TASK MATERIAL Start Marker

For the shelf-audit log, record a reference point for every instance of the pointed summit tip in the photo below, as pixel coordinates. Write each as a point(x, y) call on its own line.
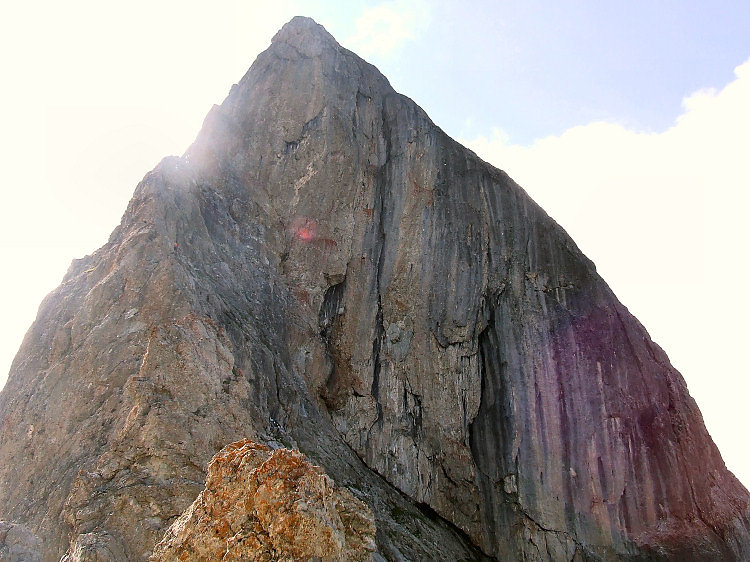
point(306, 35)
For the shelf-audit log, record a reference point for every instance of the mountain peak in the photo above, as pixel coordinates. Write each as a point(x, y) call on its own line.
point(326, 270)
point(305, 35)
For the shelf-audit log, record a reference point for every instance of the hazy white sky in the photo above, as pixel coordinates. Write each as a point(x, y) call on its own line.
point(628, 122)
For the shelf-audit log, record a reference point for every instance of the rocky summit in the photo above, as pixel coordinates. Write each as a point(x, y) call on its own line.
point(325, 272)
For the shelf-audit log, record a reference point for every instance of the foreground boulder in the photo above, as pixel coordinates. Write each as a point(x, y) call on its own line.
point(326, 270)
point(260, 504)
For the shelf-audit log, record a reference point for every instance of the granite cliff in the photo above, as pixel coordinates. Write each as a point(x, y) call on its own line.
point(325, 270)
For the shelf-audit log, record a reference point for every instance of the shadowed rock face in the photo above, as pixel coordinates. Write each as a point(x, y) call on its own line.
point(351, 282)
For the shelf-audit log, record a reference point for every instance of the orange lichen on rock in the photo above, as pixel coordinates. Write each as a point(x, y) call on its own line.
point(263, 504)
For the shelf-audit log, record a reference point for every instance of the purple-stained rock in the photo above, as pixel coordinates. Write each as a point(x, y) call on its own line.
point(325, 269)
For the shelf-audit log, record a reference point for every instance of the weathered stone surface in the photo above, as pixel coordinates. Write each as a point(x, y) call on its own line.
point(18, 544)
point(351, 282)
point(260, 504)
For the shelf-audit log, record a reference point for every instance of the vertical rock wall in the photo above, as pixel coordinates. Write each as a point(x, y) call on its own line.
point(325, 269)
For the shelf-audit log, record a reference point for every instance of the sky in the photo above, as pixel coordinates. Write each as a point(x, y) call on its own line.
point(628, 122)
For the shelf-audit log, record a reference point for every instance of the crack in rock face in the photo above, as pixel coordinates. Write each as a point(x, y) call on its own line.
point(325, 270)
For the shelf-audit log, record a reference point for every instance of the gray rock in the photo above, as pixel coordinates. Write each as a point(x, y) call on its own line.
point(18, 543)
point(350, 282)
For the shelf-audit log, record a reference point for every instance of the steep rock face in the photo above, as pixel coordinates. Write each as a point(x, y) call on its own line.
point(18, 544)
point(260, 504)
point(348, 279)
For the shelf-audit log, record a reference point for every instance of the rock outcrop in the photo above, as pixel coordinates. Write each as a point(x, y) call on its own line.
point(18, 544)
point(325, 269)
point(260, 504)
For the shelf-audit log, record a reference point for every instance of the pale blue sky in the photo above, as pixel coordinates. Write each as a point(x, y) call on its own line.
point(629, 122)
point(538, 67)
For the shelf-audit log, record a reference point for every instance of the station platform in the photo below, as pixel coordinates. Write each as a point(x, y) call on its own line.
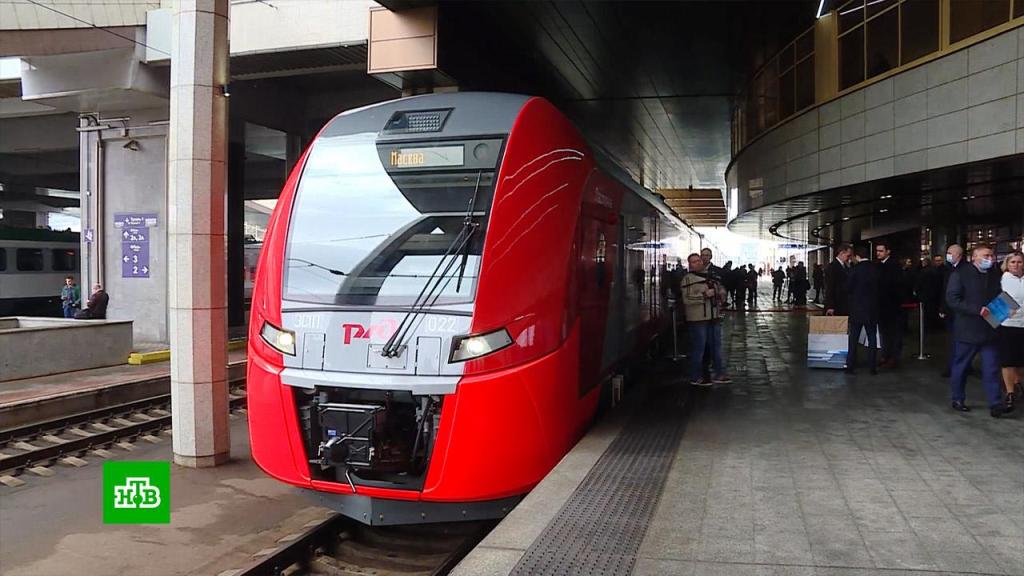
point(220, 519)
point(786, 470)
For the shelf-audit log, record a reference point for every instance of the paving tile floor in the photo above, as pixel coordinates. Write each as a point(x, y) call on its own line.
point(791, 470)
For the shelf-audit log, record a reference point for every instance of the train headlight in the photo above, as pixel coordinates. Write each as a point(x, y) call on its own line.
point(468, 347)
point(279, 338)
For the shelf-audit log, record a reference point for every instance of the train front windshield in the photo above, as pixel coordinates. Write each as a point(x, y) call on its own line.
point(363, 234)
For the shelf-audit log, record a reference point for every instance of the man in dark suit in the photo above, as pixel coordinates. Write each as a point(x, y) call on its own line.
point(890, 314)
point(862, 287)
point(954, 257)
point(970, 290)
point(837, 297)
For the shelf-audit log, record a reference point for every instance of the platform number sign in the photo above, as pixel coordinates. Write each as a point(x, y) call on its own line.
point(134, 232)
point(136, 492)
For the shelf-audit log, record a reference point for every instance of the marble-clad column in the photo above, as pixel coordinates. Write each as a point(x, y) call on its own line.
point(197, 194)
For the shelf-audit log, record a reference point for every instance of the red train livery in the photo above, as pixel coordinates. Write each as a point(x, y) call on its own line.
point(444, 285)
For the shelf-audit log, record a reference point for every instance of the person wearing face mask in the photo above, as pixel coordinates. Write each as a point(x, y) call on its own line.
point(954, 255)
point(971, 288)
point(1011, 332)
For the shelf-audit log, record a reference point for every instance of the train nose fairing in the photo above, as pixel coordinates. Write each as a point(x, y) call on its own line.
point(380, 275)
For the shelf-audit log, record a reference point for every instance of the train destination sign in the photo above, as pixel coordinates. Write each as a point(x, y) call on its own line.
point(432, 157)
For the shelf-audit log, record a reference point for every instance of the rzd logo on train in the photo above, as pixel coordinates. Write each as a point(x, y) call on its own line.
point(381, 331)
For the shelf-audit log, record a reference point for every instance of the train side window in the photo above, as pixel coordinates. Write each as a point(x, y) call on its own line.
point(599, 257)
point(29, 259)
point(65, 260)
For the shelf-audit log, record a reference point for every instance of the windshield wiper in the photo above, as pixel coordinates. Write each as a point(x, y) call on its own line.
point(314, 264)
point(425, 298)
point(471, 225)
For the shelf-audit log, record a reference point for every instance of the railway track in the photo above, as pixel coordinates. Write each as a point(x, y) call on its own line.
point(36, 446)
point(341, 546)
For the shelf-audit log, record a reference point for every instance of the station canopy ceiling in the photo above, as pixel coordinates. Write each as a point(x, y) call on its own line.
point(651, 83)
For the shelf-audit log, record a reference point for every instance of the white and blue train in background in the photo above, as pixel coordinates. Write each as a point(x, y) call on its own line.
point(33, 266)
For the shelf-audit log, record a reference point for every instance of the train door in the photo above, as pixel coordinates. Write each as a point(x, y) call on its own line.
point(595, 275)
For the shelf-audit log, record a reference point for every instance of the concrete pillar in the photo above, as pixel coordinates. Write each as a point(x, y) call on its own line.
point(197, 173)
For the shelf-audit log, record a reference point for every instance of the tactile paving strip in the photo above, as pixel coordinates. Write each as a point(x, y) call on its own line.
point(600, 528)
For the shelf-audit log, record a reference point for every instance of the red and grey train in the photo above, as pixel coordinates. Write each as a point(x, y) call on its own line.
point(444, 285)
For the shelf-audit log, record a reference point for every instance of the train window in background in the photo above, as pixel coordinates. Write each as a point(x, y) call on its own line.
point(968, 17)
point(65, 260)
point(29, 259)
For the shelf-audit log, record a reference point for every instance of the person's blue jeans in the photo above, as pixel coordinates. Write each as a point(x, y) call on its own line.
point(964, 353)
point(706, 335)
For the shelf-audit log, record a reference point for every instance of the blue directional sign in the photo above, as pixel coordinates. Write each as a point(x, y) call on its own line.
point(134, 231)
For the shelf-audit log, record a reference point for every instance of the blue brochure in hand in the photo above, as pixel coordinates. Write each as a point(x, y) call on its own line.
point(1001, 307)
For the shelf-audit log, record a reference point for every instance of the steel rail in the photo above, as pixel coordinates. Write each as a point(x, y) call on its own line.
point(301, 550)
point(95, 438)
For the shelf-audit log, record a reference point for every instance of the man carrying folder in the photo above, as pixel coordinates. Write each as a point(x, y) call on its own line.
point(971, 288)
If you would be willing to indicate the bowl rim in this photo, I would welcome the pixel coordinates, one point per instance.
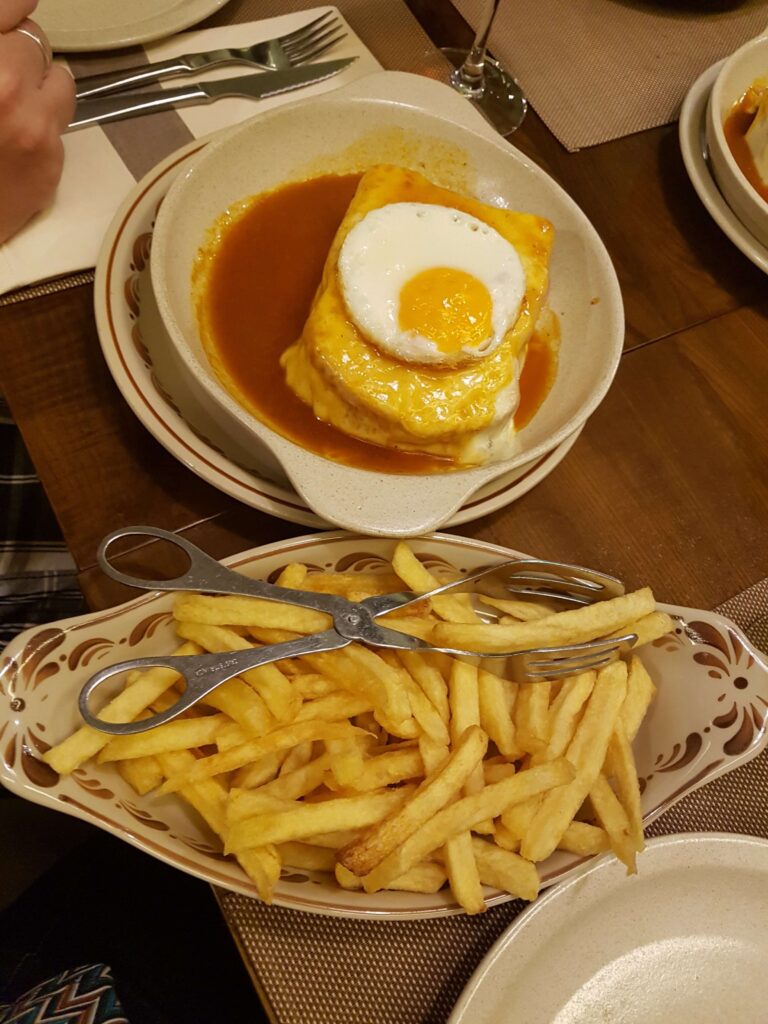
(716, 133)
(456, 484)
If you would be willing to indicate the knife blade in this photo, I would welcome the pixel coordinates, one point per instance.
(259, 86)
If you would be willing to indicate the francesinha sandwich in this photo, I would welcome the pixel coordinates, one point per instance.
(420, 328)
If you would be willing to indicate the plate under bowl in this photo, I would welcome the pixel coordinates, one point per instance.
(377, 120)
(748, 65)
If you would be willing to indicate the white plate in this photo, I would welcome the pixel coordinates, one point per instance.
(710, 716)
(109, 25)
(693, 145)
(138, 354)
(682, 942)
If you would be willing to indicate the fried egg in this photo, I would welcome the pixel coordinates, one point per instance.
(461, 410)
(430, 284)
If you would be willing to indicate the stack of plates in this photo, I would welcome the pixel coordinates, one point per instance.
(695, 156)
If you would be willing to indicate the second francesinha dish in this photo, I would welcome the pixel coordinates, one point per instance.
(380, 320)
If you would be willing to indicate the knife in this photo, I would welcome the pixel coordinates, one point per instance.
(268, 83)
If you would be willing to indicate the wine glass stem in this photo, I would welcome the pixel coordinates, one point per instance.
(468, 78)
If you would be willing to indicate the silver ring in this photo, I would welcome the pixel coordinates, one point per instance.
(40, 38)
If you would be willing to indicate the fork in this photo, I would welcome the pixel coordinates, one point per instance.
(294, 48)
(539, 578)
(352, 622)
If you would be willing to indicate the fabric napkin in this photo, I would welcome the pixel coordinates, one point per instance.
(102, 164)
(598, 70)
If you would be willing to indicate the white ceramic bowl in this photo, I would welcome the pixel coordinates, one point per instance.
(737, 74)
(411, 121)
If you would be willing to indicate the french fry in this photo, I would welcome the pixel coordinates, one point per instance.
(284, 737)
(306, 856)
(429, 678)
(564, 714)
(387, 769)
(413, 572)
(620, 763)
(494, 699)
(142, 774)
(576, 626)
(304, 820)
(85, 742)
(333, 708)
(260, 772)
(294, 577)
(517, 819)
(238, 699)
(465, 712)
(426, 878)
(176, 735)
(506, 870)
(531, 716)
(584, 839)
(433, 755)
(613, 818)
(422, 709)
(299, 756)
(363, 855)
(267, 680)
(587, 753)
(525, 611)
(495, 771)
(262, 866)
(649, 628)
(640, 691)
(462, 872)
(346, 758)
(463, 815)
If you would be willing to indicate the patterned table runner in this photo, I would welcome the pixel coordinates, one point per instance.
(597, 70)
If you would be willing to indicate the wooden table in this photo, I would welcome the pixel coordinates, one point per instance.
(667, 484)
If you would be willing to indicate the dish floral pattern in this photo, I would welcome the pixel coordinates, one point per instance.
(710, 716)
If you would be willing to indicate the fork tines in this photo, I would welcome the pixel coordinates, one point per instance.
(594, 654)
(312, 39)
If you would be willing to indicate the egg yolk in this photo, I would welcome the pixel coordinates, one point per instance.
(450, 307)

TASK MATERIAL End Marker

▸ **DESCRIPTION OF THE TASK**: Return exactly the lines from the one containing "If you would be willing to indicate the egg" through the last line of the records above, both included, and nothing else.

▸ **FINISHED TASK**:
If you would be willing to indicate the egg yolk in this photo, I would welcome the pixel coordinates, one point per instance.
(450, 307)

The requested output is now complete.